# Your goal:
Output the data below exactly.

[Start of Attachment]

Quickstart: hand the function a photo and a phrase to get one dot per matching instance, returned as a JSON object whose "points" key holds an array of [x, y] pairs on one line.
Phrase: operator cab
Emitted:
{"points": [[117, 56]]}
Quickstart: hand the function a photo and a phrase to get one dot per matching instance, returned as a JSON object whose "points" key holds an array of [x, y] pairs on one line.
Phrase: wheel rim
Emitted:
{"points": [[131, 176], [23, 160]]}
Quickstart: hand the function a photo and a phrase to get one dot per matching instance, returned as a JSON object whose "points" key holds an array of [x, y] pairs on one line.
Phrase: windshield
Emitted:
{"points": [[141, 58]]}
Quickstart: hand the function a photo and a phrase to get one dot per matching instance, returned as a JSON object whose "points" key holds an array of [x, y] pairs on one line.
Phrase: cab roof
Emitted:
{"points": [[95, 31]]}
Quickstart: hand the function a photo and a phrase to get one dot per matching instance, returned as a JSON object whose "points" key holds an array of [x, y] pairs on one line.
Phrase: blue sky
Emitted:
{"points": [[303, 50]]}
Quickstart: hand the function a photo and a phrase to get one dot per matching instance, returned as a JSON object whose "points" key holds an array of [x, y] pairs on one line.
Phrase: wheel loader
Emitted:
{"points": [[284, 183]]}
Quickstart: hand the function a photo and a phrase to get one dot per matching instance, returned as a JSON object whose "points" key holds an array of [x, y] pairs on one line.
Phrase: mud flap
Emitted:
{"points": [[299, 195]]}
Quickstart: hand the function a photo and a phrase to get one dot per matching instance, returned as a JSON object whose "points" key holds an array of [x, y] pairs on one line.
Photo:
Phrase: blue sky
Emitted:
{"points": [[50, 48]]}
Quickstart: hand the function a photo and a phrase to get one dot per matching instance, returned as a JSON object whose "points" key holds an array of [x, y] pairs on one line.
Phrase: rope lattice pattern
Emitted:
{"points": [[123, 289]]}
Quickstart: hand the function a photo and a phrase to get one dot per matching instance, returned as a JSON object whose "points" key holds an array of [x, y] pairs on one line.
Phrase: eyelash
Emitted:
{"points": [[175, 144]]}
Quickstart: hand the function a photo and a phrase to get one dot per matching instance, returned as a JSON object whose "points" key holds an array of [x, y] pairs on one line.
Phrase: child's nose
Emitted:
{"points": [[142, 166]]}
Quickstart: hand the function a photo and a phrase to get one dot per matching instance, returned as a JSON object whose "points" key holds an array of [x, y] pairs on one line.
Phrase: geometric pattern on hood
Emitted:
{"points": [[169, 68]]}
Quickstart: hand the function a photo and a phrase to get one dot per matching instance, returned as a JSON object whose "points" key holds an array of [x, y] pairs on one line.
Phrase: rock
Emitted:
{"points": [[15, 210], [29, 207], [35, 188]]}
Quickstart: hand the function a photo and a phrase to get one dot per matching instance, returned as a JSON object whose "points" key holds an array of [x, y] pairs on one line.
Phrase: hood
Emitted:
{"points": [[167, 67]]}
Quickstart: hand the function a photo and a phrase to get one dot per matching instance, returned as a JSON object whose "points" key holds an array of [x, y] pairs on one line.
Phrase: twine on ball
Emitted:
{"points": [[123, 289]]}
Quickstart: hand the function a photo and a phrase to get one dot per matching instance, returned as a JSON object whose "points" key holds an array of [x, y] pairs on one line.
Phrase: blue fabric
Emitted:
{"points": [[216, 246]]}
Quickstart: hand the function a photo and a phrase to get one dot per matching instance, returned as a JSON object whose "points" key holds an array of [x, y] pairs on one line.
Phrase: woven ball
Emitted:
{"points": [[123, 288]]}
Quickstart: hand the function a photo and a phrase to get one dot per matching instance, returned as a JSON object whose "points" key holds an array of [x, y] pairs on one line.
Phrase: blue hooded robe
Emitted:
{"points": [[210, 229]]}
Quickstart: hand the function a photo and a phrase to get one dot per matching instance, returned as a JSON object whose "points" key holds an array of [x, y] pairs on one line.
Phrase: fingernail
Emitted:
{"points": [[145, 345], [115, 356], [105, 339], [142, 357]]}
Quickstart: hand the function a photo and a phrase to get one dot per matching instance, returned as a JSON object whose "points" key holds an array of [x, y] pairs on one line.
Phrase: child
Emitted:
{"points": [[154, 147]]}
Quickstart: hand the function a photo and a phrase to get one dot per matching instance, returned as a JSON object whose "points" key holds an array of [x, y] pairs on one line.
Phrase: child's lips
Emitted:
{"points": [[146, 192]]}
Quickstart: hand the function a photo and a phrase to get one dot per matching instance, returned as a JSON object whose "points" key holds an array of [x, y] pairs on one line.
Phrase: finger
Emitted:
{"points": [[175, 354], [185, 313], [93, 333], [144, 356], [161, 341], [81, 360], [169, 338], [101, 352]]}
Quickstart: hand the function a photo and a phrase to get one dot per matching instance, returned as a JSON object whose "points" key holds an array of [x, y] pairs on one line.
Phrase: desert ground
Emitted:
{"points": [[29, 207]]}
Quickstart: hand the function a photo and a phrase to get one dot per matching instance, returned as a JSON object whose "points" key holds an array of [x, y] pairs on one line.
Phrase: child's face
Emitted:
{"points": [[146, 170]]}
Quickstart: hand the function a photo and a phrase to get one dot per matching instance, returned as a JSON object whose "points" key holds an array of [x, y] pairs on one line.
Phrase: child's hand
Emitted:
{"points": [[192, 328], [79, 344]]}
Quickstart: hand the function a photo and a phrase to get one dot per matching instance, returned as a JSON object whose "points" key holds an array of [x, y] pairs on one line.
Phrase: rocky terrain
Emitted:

[End of Attachment]

# Task output:
Quickstart: hand the function a photo and a phrase to get one dot per matching instance, returned as a JSON object whose "points" key holds an array of [x, y] pairs on one line.
Phrase: operator cab
Emitted:
{"points": [[117, 56]]}
Quickstart: hand the function a photo and a phrase to get one dot per matching instance, returned as a JSON object whose "points" key holds an array of [x, y] pairs on one line.
Phrase: wheel rim
Emitted:
{"points": [[131, 176], [23, 160]]}
Quickstart: hand the function a photo and a phrase to get one dot per matching instance, returned as a JSON object whose "points" key holds an array of [x, y] pairs on one line.
Phrase: windshield
Emitted:
{"points": [[141, 58]]}
Quickstart: hand the function a photo and a phrase to get one dot per matching instance, returned as a JSON object whose "points" key holds an array of [x, y] pairs on one line.
Phrase: cab roof
Emitted:
{"points": [[95, 31]]}
Quickstart: hand the function a photo and a phrase to get one dot per matching instance, returned as a JSON object whose "points" key holds an array of [x, y] pairs on one line.
Phrase: blue sky
Emitted:
{"points": [[303, 50]]}
Quickstart: hand the function a photo and a phrase to get one dot per matching instance, returned as a JSON object whose "points" key holds an array of [x, y] pairs on one line.
Phrase: wheel loader
Emitted:
{"points": [[284, 183]]}
Quickstart: hand the function a photo and a phrase to get one dot per matching instance, returned as a JSON object whose "points" key holds an array of [x, y] pairs on one line.
Phrase: mud flap
Emitted:
{"points": [[299, 195]]}
Quickstart: hand the function a photo and a phrase to get one dot per matching instance, returned as a JSON object whose "points" key holds an array of [x, y] pairs on one line.
Photo:
Phrase: blue sky
Emitted:
{"points": [[50, 48]]}
Quickstart: hand the function a photo and a phrase to get one dot per matching instance, returned as a JSON object whose "points" key holds an array of [x, y] pairs on one line.
Phrase: rope lattice pattern
Emitted:
{"points": [[123, 289]]}
Quickstart: hand the function a photo and a phrase to get one dot per matching instance, returned as a JSON object whose "points" key holds an array of [x, y] pairs on one line.
Phrase: eyelash
Emitted:
{"points": [[175, 144]]}
Quickstart: hand the function a photo and a phrase to get one dot per matching instance, returned as a JSON object whose "points" key holds an array of [x, y] pairs on one line.
Phrase: child's nose
Emitted:
{"points": [[142, 166]]}
Quickstart: hand the function a photo and a phrase to get one dot per matching instance, returned as a JSON object whose "points" key holds an array of [x, y] pairs on one line.
Phrase: geometric pattern on hood
Emitted:
{"points": [[169, 68]]}
Quickstart: hand the function a photo and a phrase to get one dot per matching instance, returned as a JSON object whose "points" key holds an array of [x, y] pairs on one line.
Phrase: rock
Emitted:
{"points": [[15, 210], [29, 207], [35, 188]]}
Quickstart: hand the function a photo and a phrase to get one dot per matching instance, returned as a JSON object whose "points" key holds an array of [x, y] pairs on one line.
Phrase: hood
Emitted:
{"points": [[167, 67]]}
Quickstart: hand the function a photo and a phrase to get one dot per matching instance, returned as a JSON object whose "points" key holds an array of [x, y] pairs on one line.
Phrase: twine on ball
Emitted:
{"points": [[123, 289]]}
Quickstart: hand the function a photo and a phrase to get one dot per matching instance, returned as a JSON object whose "points" key holds an array of [x, y] pairs on one line.
Phrase: blue fabric
Emitted:
{"points": [[216, 246]]}
Quickstart: hand the function a photo and a phrase to get one dot per matching instance, returned as a JSON object whose "points" key holds an array of [x, y] pairs on one line.
Phrase: woven ball
Emitted:
{"points": [[123, 288]]}
Quickstart: hand the function a photo and a phrase to get one dot per matching instance, returned as a JSON object whose "points" key holds an array of [x, y] pairs on one line.
Phrase: blue hooded robe
Emitted:
{"points": [[210, 229]]}
Quickstart: hand the function a photo and a phrase to get one dot per matching instance, returned as a JSON object whose "points" key holds an array of [x, y] pairs on one line.
Phrase: fingernail
Emitted:
{"points": [[145, 345], [115, 356], [105, 339], [142, 357]]}
Quickstart: hand the function a photo and a phrase to get one dot per matching instance, returned as a JSON object whose "points" key holds an array of [x, y] pairs on one line.
Phrase: child
Emitted:
{"points": [[154, 147]]}
Quickstart: hand the function a photo and a phrase to get one dot per matching instance, returned as a JSON object whose "points" key holds an array of [x, y] pairs on one line.
Phrase: child's lips
Emitted:
{"points": [[146, 192]]}
Quickstart: hand the function a photo and a phrase to get one dot per matching instance, returned as a JSON object whose "points" key holds an array of [x, y] pairs on one line.
Phrase: finger
Emitted:
{"points": [[175, 354], [185, 313], [93, 333], [144, 356], [161, 341], [81, 360], [169, 338], [101, 352]]}
Quickstart: hand the function a photo and a phrase to get one dot per matching instance, returned as a JSON object whose "points" key holds an array of [x, y] pairs on one line.
Phrase: desert ground
Emitted:
{"points": [[29, 207]]}
Quickstart: hand the function a photo and a phrase to get one dot per matching instance, returned as a JSON object whose "points" key holds an array of [x, y] pairs on one line.
Phrase: child's face
Emitted:
{"points": [[146, 170]]}
Quickstart: hand the function a photo and a phrase to get one dot per matching instance, returned as a JSON object whose "points" key holds an array of [x, y] pairs on one line.
Phrase: child's hand
Emitted:
{"points": [[192, 328], [79, 344]]}
Quickstart: hand the function a photo and a phrase to get one dot per matching instance, returned as a JSON object whose "points" key holds an array of [x, y] pairs on one line.
Phrase: rocky terrain
Emitted:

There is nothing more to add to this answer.